Every entry should be returned exactly. Omit none of them.

Segment Start: INPUT FOR THIS TASK

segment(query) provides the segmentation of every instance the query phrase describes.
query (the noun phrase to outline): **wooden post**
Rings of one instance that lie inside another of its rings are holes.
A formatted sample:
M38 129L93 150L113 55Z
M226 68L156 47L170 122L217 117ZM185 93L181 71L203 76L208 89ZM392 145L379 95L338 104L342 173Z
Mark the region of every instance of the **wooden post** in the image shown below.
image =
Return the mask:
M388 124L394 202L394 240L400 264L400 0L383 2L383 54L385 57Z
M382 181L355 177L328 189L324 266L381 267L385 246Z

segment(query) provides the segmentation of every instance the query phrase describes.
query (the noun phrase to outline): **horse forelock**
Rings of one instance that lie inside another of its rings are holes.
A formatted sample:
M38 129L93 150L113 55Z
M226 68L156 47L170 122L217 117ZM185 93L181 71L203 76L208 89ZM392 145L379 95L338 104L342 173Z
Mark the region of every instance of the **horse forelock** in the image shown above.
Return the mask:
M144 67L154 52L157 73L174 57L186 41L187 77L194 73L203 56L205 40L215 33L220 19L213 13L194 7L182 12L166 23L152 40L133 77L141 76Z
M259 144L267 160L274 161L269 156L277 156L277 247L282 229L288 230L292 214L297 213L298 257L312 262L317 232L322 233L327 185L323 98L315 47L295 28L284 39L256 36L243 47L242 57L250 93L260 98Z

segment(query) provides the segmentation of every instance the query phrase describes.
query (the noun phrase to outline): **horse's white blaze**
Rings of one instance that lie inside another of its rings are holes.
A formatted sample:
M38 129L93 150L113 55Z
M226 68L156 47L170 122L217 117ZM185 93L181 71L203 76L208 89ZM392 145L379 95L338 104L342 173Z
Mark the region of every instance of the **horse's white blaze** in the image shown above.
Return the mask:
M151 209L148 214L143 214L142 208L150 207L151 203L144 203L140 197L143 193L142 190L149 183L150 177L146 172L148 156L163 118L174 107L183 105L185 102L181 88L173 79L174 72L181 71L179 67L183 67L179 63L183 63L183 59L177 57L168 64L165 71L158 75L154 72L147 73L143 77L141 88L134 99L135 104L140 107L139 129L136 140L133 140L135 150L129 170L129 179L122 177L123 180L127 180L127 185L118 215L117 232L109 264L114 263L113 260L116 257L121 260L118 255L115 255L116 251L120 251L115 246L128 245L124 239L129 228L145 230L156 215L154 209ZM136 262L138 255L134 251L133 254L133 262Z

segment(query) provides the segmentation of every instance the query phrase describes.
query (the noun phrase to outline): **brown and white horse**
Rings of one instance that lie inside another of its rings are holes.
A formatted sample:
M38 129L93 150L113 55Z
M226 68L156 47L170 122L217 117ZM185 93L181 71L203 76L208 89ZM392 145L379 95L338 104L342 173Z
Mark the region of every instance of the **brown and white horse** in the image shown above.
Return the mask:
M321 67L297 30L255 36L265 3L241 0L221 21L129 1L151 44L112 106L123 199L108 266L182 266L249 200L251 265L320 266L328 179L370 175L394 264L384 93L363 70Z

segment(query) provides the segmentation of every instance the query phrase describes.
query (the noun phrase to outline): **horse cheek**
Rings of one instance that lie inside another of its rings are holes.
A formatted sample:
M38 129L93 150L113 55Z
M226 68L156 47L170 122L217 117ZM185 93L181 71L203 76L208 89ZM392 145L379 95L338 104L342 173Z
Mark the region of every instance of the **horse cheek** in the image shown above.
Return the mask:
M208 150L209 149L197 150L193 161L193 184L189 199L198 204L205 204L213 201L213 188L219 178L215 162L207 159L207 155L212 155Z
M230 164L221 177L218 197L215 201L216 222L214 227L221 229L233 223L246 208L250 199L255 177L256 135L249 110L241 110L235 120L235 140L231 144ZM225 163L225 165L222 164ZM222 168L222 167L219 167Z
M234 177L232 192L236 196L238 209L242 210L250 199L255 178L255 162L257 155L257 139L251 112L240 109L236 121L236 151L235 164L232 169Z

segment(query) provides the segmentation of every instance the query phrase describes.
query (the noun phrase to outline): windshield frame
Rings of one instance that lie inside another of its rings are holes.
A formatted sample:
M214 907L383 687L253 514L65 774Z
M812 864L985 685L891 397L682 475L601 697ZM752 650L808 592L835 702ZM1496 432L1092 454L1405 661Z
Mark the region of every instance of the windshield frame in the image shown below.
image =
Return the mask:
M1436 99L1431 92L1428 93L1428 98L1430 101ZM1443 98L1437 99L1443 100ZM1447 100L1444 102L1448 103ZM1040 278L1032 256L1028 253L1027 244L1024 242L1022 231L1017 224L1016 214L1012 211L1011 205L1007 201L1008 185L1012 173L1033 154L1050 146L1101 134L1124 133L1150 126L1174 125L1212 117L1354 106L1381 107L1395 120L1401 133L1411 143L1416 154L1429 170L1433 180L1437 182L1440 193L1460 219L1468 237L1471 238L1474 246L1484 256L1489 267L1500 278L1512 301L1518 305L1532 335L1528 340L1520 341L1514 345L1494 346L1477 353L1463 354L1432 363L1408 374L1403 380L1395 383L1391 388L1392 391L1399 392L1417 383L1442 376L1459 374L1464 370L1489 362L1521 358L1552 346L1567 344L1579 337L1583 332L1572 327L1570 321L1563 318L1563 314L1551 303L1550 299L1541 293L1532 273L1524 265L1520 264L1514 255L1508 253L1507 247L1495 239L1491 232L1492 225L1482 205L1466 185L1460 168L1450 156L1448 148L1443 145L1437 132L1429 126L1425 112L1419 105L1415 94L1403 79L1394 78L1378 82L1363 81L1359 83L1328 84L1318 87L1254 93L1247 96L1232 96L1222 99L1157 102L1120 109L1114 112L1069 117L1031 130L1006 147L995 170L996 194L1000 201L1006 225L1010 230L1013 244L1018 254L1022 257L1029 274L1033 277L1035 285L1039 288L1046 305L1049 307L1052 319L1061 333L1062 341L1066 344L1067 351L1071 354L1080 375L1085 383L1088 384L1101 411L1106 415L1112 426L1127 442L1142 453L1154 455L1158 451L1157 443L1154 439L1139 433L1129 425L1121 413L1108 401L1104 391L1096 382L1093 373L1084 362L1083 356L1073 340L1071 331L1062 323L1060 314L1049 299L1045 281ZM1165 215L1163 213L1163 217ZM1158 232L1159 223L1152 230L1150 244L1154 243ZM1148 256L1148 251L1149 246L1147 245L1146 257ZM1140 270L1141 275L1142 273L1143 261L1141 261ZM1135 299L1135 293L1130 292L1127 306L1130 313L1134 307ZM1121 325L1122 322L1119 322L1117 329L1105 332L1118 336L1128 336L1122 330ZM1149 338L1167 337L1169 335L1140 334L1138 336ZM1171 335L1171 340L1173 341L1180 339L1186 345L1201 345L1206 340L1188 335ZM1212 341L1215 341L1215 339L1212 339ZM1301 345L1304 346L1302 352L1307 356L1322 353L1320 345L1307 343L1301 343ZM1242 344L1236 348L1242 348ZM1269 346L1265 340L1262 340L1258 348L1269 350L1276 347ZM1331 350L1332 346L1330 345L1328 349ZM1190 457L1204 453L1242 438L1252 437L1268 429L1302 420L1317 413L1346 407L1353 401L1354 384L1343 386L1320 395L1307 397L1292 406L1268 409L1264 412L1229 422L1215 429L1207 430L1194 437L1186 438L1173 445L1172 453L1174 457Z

Segment End: INPUT FOR THIS TASK

**EXERCISE OUTPUT**
segment(query) provides the segmentation of every instance the query phrase describes.
query (the noun phrase to outline): **wooden post**
Rings of one instance that lie inside another of its rings are holes.
A formatted sample:
M38 129L93 150L113 55Z
M226 68L156 47L170 122L217 117ZM185 93L181 71L203 76L208 89ZM392 145L379 95L338 104L342 173Z
Mark the region of every instance of the **wooden post** in the image shown below.
image =
Return the mask:
M388 124L394 202L394 240L400 264L400 0L383 2L383 54L385 57Z
M382 181L355 177L328 189L324 266L381 267L385 246Z

segment(query) provides the segmentation of every instance the query phrase describes.
query (the noun phrase to outline): **horse forelock**
Rings of one instance that lie inside another of its rings are holes.
A formatted sample:
M38 129L93 150L113 55Z
M226 68L156 47L170 122L217 117ZM185 93L181 71L203 76L208 89ZM392 145L379 95L338 104L342 173Z
Mark the region of every instance of the **horse forelock** in the image shown above.
Return the mask:
M144 67L154 52L157 73L174 57L186 41L187 77L194 73L203 56L205 40L215 33L220 19L213 13L194 7L182 12L166 23L152 40L133 77L141 76Z
M259 144L267 160L274 161L269 156L277 156L277 247L282 229L288 230L292 214L297 213L298 257L312 262L317 232L322 233L327 185L323 98L315 47L295 28L284 39L256 36L243 47L242 57L250 93L260 98Z

segment(query) provides the segmentation of every instance the query phrase describes.
query (the noun phrase to outline): **horse's white blaze**
Rings of one instance that lie inside another of its rings are holes.
A formatted sample:
M38 129L93 150L113 55Z
M226 68L156 47L170 122L217 117ZM185 93L181 71L203 76L208 89ZM392 145L379 95L338 104L342 173Z
Mark the region of every instance of the **horse's white blaze** in the image shown above.
Return the mask:
M151 209L148 214L143 214L142 208L150 207L151 203L144 203L140 197L143 193L142 190L149 183L150 177L146 172L148 156L163 118L174 107L183 105L185 102L181 88L173 79L174 72L181 71L179 67L183 67L179 63L183 63L183 59L177 57L168 64L165 71L158 75L154 72L147 73L143 77L141 88L134 99L135 104L140 107L139 129L136 140L133 140L135 150L129 170L129 179L122 177L123 180L127 180L127 185L118 215L117 232L109 264L114 263L113 260L116 257L121 260L118 255L115 255L116 251L120 251L115 246L128 245L124 239L129 228L145 230L156 215L154 209ZM136 262L138 255L134 251L133 254L133 262Z

segment(query) provides the segmentation of every instance the query phrase describes.
query (the noun phrase to outline): **brown and white horse**
Rings of one instance that lie inside another of its rings are holes.
A formatted sample:
M38 129L93 150L113 55Z
M226 68L156 47L170 122L217 117ZM185 93L181 71L203 76L208 89ZM392 145L379 95L338 104L342 173Z
Mark the region of every instance of the **brown and white horse** in the image shown above.
Return the mask:
M321 67L297 30L255 36L265 3L241 0L221 21L129 1L151 44L112 106L123 199L108 266L182 266L249 200L251 265L320 266L328 179L370 175L394 264L384 93L363 70Z

segment(query) provides the segmentation of every instance the query phrase describes.
query (the noun phrase to outline): **horse cheek**
Rings of one instance that lie inside another of its rings are holes.
A formatted sample:
M38 129L93 150L113 55Z
M226 68L156 47L170 122L217 117ZM185 93L181 71L203 76L208 89ZM392 145L379 95L338 104L342 173Z
Mark the region of every instance of the **horse cheek** in the image shown above.
Return the mask:
M208 150L209 149L197 150L193 161L193 184L189 199L198 204L205 204L213 201L213 188L219 178L215 162L207 159L207 155L212 155Z
M230 164L221 177L218 197L215 201L216 222L214 227L221 229L233 223L246 208L250 199L255 177L256 135L249 110L241 110L235 120L235 140L231 144ZM225 163L225 165L222 164ZM222 168L222 167L219 167Z
M234 177L232 192L236 196L238 209L242 210L250 199L255 178L255 162L257 155L257 139L251 112L240 109L236 121L236 151L235 164L232 169Z

segment(query) provides the segmentation of every instance the query phrase describes.
query (the noun phrase to outline): windshield frame
Rings of one instance that lie inside another of its rings are holes.
A formatted sample:
M214 907L383 687L253 514L65 774Z
M812 864L985 685L891 397L682 475L601 697ZM752 650L808 592L835 702ZM1496 432L1092 454L1405 661Z
Mark the region of every instance of the windshield frame in the image shown below.
image =
Return the mask:
M1436 99L1431 92L1428 93L1428 98L1430 101ZM1443 98L1437 99L1443 100ZM1447 100L1444 102L1448 103ZM1040 278L1032 256L1028 253L1027 244L1024 242L1022 231L1017 224L1016 214L1012 211L1011 205L1007 201L1008 185L1012 173L1033 154L1050 146L1101 134L1124 133L1150 126L1174 125L1212 117L1354 106L1381 107L1395 120L1401 133L1411 143L1416 154L1429 170L1433 180L1437 182L1440 193L1460 219L1468 237L1471 238L1474 246L1484 256L1489 267L1500 278L1512 301L1518 305L1532 335L1528 340L1520 341L1514 345L1494 346L1477 353L1463 354L1432 363L1408 374L1403 380L1395 383L1391 388L1392 391L1399 392L1417 383L1442 376L1459 374L1464 370L1489 362L1521 358L1552 346L1567 344L1579 337L1583 332L1572 327L1570 321L1563 318L1563 314L1551 303L1550 299L1541 293L1532 273L1524 265L1520 264L1514 255L1508 253L1507 247L1495 239L1491 232L1492 225L1482 205L1466 185L1460 168L1450 156L1448 148L1443 145L1437 132L1429 126L1425 112L1419 105L1415 94L1403 79L1394 78L1378 82L1363 81L1359 83L1328 84L1318 87L1254 93L1247 96L1232 96L1222 99L1157 102L1120 109L1114 112L1069 117L1031 130L1006 147L995 170L996 194L1000 201L1006 225L1010 230L1013 244L1018 254L1022 257L1029 274L1033 277L1035 285L1039 288L1046 305L1049 307L1052 319L1061 333L1062 341L1066 344L1067 351L1071 354L1080 375L1085 383L1088 384L1101 411L1106 415L1112 426L1127 442L1142 453L1154 455L1158 451L1157 443L1154 439L1139 433L1129 425L1121 413L1108 401L1104 391L1096 382L1093 373L1084 362L1083 356L1073 340L1071 331L1062 323L1060 314L1049 299L1045 281ZM1165 215L1163 213L1163 217ZM1158 232L1159 223L1152 230L1150 244L1154 243ZM1148 256L1148 251L1149 246L1147 245L1146 257ZM1140 270L1141 275L1142 273L1143 261L1141 261ZM1135 299L1135 293L1130 292L1127 306L1130 313L1134 307ZM1121 325L1122 322L1119 322L1117 329L1105 332L1118 336L1128 336L1122 330ZM1149 338L1167 337L1169 335L1140 334L1138 336ZM1171 335L1171 340L1173 341L1180 339L1186 345L1201 345L1206 340L1188 335ZM1212 341L1215 341L1215 339L1212 339ZM1301 345L1304 346L1302 352L1307 356L1322 353L1320 345L1307 343L1301 343ZM1242 344L1236 348L1242 348ZM1269 346L1265 340L1262 340L1258 348L1269 350L1276 347ZM1331 350L1332 346L1330 345L1328 349ZM1190 457L1204 453L1242 438L1252 437L1268 429L1302 420L1317 413L1346 407L1353 401L1354 384L1343 386L1320 395L1307 397L1292 406L1268 409L1264 412L1229 422L1215 429L1207 430L1194 437L1186 438L1173 445L1172 453L1174 457Z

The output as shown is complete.